- _Stated goal_
Report each line of the items below that contains the string "answer". Copy every such line in full.
---
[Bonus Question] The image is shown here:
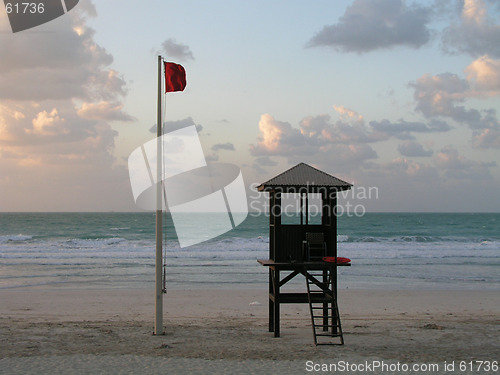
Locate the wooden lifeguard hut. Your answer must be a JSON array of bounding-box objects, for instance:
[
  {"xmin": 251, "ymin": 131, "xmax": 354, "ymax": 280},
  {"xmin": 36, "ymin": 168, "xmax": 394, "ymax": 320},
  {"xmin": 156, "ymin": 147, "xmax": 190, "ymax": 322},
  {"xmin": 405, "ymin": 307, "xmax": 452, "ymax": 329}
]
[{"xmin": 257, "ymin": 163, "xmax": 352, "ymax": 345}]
---
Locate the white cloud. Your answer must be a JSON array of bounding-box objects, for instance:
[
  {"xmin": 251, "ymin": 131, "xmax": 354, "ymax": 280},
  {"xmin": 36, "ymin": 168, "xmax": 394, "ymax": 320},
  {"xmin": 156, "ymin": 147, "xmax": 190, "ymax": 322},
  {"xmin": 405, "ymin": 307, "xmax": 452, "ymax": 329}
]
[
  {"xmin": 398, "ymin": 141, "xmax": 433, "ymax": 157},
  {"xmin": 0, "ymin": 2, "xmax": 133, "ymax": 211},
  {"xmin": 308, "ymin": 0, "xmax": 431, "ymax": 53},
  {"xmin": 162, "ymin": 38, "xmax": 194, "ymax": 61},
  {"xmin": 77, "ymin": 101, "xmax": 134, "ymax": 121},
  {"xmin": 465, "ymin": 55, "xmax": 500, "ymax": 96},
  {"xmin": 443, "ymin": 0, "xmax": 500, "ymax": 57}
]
---
- _Result of the task_
Locate the wooden lifeguard hut. Your answer must be a JSON array of bounding-box objects, for instance:
Locate the white cloud. Your answer must be a JSON array of bounding-box objects, for instance:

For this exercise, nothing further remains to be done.